» TASK INPUT:
********

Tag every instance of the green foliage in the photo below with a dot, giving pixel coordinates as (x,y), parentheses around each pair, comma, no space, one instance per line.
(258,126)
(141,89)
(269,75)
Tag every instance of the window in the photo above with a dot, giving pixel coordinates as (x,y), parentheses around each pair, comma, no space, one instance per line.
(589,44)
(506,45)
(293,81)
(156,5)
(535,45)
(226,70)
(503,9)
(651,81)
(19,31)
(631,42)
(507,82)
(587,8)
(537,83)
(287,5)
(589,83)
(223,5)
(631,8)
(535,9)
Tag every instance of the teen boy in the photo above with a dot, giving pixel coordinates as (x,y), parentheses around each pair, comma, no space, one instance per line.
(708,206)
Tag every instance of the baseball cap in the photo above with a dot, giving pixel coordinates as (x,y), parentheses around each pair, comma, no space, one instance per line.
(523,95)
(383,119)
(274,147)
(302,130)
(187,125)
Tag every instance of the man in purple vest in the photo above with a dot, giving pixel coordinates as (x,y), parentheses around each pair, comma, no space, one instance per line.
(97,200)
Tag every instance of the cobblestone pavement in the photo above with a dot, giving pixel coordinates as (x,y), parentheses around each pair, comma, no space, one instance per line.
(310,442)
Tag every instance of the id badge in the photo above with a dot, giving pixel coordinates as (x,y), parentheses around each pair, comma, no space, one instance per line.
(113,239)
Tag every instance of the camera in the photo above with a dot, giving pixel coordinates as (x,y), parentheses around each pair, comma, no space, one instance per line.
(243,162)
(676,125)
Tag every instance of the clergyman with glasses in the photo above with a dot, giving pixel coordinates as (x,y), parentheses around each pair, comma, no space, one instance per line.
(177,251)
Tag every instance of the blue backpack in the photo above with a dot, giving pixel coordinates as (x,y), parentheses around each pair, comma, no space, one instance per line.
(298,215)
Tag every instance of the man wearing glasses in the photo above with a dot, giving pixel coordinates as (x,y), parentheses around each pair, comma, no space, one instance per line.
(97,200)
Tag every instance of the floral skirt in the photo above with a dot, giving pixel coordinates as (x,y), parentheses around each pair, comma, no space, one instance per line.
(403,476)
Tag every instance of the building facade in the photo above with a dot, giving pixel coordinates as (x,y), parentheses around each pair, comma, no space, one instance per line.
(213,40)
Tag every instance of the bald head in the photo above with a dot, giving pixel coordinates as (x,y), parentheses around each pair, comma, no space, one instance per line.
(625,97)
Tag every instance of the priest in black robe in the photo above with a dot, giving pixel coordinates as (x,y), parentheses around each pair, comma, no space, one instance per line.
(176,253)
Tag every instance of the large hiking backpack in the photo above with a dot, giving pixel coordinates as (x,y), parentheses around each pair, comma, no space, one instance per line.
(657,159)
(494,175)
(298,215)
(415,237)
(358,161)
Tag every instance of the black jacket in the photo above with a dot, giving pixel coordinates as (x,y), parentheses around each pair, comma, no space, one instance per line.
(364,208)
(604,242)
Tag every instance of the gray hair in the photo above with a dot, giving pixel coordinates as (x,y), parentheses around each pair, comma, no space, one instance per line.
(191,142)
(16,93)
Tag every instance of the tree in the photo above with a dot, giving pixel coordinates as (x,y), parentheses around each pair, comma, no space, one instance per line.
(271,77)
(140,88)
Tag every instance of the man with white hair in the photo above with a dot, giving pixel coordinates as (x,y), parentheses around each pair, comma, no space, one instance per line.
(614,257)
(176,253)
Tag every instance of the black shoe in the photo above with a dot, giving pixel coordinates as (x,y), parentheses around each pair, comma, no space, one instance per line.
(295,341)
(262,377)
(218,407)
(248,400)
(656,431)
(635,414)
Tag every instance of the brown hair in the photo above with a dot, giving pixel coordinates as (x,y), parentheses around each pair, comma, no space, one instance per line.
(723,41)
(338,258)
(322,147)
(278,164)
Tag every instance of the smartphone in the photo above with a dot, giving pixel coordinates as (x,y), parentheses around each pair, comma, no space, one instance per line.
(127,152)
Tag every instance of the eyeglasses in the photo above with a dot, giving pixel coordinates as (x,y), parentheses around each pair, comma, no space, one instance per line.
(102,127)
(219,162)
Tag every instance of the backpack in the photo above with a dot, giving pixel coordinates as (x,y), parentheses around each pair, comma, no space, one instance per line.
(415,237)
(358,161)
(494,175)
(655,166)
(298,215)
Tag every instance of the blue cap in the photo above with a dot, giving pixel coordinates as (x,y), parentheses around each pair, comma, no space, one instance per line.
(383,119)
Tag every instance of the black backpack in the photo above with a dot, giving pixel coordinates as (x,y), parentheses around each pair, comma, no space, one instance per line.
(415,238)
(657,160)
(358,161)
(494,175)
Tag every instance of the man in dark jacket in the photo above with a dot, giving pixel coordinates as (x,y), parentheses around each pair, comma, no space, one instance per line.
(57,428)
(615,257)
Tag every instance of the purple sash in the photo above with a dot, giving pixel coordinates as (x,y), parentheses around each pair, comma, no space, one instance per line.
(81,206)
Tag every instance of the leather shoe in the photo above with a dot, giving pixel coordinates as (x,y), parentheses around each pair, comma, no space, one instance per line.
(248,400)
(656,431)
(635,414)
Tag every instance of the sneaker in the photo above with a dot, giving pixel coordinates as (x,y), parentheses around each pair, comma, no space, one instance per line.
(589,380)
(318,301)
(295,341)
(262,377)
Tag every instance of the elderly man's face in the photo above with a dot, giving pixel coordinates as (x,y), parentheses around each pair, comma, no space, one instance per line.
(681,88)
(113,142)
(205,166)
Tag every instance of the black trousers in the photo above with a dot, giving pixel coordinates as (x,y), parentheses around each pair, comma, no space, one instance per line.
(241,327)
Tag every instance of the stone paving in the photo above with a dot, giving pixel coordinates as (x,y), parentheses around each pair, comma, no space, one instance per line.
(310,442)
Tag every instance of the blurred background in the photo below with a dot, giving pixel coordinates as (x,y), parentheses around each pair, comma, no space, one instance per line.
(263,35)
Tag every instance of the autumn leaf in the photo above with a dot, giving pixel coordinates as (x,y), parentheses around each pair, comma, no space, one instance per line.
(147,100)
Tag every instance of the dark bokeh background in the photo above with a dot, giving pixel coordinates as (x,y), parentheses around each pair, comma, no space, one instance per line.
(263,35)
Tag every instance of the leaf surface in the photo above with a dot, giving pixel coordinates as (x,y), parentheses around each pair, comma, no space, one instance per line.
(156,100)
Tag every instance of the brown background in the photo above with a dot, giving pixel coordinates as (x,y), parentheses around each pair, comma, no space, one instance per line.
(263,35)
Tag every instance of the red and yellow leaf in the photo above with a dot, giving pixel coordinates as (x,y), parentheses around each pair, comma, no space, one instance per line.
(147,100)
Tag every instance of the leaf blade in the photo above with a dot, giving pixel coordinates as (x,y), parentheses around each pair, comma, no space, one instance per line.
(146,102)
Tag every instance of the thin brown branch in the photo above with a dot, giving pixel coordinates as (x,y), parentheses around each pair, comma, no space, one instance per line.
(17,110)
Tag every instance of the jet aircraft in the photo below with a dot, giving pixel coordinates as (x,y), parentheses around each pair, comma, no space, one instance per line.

********

» TASK ITEM: Nothing in the records may be dropped; reproduce them exactly.

» ANSWER TO THIS PROBLEM:
Tag every instance of the green foliage in the photo below with a dot, giving pixel coordinates as (x,y), parentheses around each pair, comma, no space, one instance per line.
(258,126)
(141,89)
(269,75)
Tag every instance of the window in the photo above with a dot, giving pixel coordinates as (x,y), parentheses around each pair, comma, no space, one instance per line.
(589,44)
(506,45)
(293,81)
(156,5)
(535,45)
(226,70)
(503,9)
(651,81)
(19,31)
(631,42)
(507,82)
(587,8)
(537,83)
(287,5)
(589,83)
(223,5)
(631,8)
(535,9)
Tag every instance of the teen boy in the photo above with a dot, giving pixel coordinates as (x,y), parentheses around each pair, comma, no space, one instance per line.
(708,206)
Tag every instance of the baseball cap in the photo above with a dot, giving pixel coordinates as (x,y), parentheses around each pair, comma, no space, one instance per line.
(523,95)
(383,119)
(274,147)
(302,130)
(187,125)
Tag every instance of the man in purple vest in the photo above with a dot, giving pixel coordinates as (x,y), parentheses around each pair, comma, no space, one instance per line.
(97,200)
Tag every instance of the cobblestone pavement in the photo above with a dot, giving pixel coordinates as (x,y), parentheses around each pair, comma, no space, one instance per line.
(310,442)
Tag every instance of the id badge in the photo above with a dot, giving pixel coordinates as (x,y), parentheses around each pair, comma, no space, one instance per line.
(113,239)
Tag every instance of the camera in the photo above with a dot, giving pixel coordinates as (x,y), parentheses around each pair, comma, no space, one instance per line.
(243,162)
(676,125)
Tag every instance of the clergyman with glasses in the photo above with a dot, giving pixel coordinates as (x,y), parentheses around each pair, comma, no space, one instance per line.
(177,251)
Tag every instance of the blue backpack in the photo above with a dot, giving pixel coordinates as (x,y), parentheses around each pair, comma, no space, one instance per line.
(298,215)
Tag every instance of the man wearing glasses in the photo above with a dot, giving pixel coordinates as (x,y), parentheses around each pair, comma, no space, one instance per line.
(97,200)
Tag every instance of the floral skirt in the photo above with a dot, giving pixel coordinates as (x,y), parentheses around each pair, comma, no space, one instance per line.
(403,476)
Tag every instance of the building facade in the photo above with a dot, giving pixel coordinates as (x,y), parentheses around each pair, comma, no space, one instance per line.
(213,40)
Tag every instance of the bald head in the photo above with a dot, giving pixel coordinates as (x,y), parentheses around each pair, comma, no space, one instance per line.
(625,97)
Tag every instance of the priest in black robe in the photo above with a dot, giving pixel coordinates as (x,y), parentheses around each pair, comma, no space, one instance per line.
(176,253)
Tag every instance of the large hiking backpack in the photo above with a dot, giving pixel coordinates as (x,y), parentheses around each pair, comma, no space, one instance per line.
(657,159)
(494,175)
(298,215)
(415,237)
(358,161)
Tag every instance of the black jacket in the photo above with a dot, giving pixel coordinates as (x,y), parentheses around each pair, comma, no space, one instance per line.
(364,208)
(604,242)
Tag every instance of the gray hair in the photo above with a dot, giving pixel coordinates as (x,y), parentheses around each pair, comma, no space, one instance per line.
(191,142)
(16,93)
Tag every instance of the tree in the photo above with a dot, giving pixel coordinates as (x,y), parentheses around each pair, comma, no space, one instance per line.
(271,77)
(140,88)
Tag every instance of the man with white hair in the photo above with a dot, giving pixel coordinates as (x,y), parentheses around each pair, comma, no space, one instance per line.
(614,257)
(176,253)
Tag every instance of the black shoe in the photo above with a dot, giving pixel coordinates as (x,y), parentheses around each pair, comma, no space, one instance per line.
(295,341)
(262,377)
(218,407)
(248,400)
(656,431)
(635,414)
Tag every instance of the brown hair in the photo above with a dot, giving pixel coordinates as (x,y), parentheses around each pair, comma, no space, one instance per line.
(723,41)
(338,258)
(322,147)
(278,164)
Tag every instance of the smartphone in the photo above with a dot, giving pixel coordinates as (x,y), parentheses around each pair, comma, no space, one instance per line.
(127,152)
Tag every instance of the eyeglasses in the photo above with a dot, giving pixel coordinates as (x,y), parentheses around each pair, comma, no space, one instance per line.
(102,127)
(219,162)
Tag every instance of the backpack in the photo above with a dot, giving pixel coordinates as (x,y), parentheses around each pair, comma, no space, one instance per line.
(415,237)
(358,161)
(494,175)
(655,166)
(298,215)
Tag every instance of the blue cap in the photo above with a dot, giving pixel coordinates as (x,y), parentheses around each pair, comma, no space, one instance per line.
(383,119)
Tag every instance of the black backpack in the photo above with a dot, giving pixel coordinates as (x,y), parentheses around each pair, comma, no space, one instance per line.
(415,238)
(657,160)
(358,161)
(494,175)
Tag every instance of the man in dark jacket in the photo above with a dot, giving pixel coordinates as (x,y), parentheses around each pair, comma, no space, one instance per line.
(57,428)
(615,257)
Tag every instance of the purple sash in the photo above with a dot, giving pixel coordinates as (x,y), parentheses around each pair, comma, no space, one instance per line.
(81,206)
Tag every instance of the leather shoe in the photo above with a dot, giving pixel coordinates as (x,y), parentheses around each pair, comma, no space, one instance per line.
(248,400)
(656,431)
(635,414)
Tag every instance of the sneaker in the photo above with a dot, giving pixel coordinates as (x,y), parentheses around each pair, comma, no space, one instance per line.
(589,380)
(318,301)
(295,341)
(262,377)
Tag every instance of the elderly man's face in the photo above with a dot, giving pixel coordinates as (x,y), parentheses around each pair, comma, no space, one instance per line.
(681,88)
(113,142)
(205,166)
Tag every instance of the black trousers in the photo above with a dot, giving pixel coordinates as (x,y), parentheses around each pair, comma, no space, one instance per line.
(241,327)
Tag every instance of the stone paving in the photo above with a dot, giving pixel coordinates as (x,y), parentheses around each pair, comma, no space, one instance per line.
(310,442)
Tag every instance of the blurred background in the photo below with a dot, giving pixel coordinates as (x,y), parentheses around each pair, comma, no space, one instance per line.
(263,35)
Tag every instance of the autumn leaf in the photo above with a dot, giving pixel coordinates as (x,y), parentheses around each pair, comma, no space, one instance per line.
(147,100)
Tag every instance of the dark bokeh background in the photo above with a dot, giving pixel coordinates as (x,y), parentheses around each pair, comma, no space, one instance per line.
(263,35)
Tag every instance of the leaf surface in the photo above with a dot, giving pixel coordinates as (x,y), parentheses around each pair, comma, no space, one instance per line.
(156,100)
Tag every instance of the brown background in the photo above with a dot, giving pixel coordinates as (x,y), parentheses around each pair, comma, no space, one instance per line.
(263,35)
Tag every instance of the red and yellow leaf in the photo above with a dot, giving pixel coordinates as (x,y), parentheses around each pair, comma, no space, one instance per line.
(147,100)
Tag every instance of the leaf blade in the photo above with a dot, giving pixel coordinates as (x,y), parentheses around each pair, comma, no space, one instance per line.
(146,102)
Tag every instance of the thin brown branch in the photo above with a dot, giving pixel coordinates as (x,y), parentheses around each pair, comma, no space, one instance per line.
(17,110)
Tag every instance of the jet aircraft in the photo below with a dot, giving pixel coordinates as (x,y), parentheses around each pair, comma, no space, one instance per line.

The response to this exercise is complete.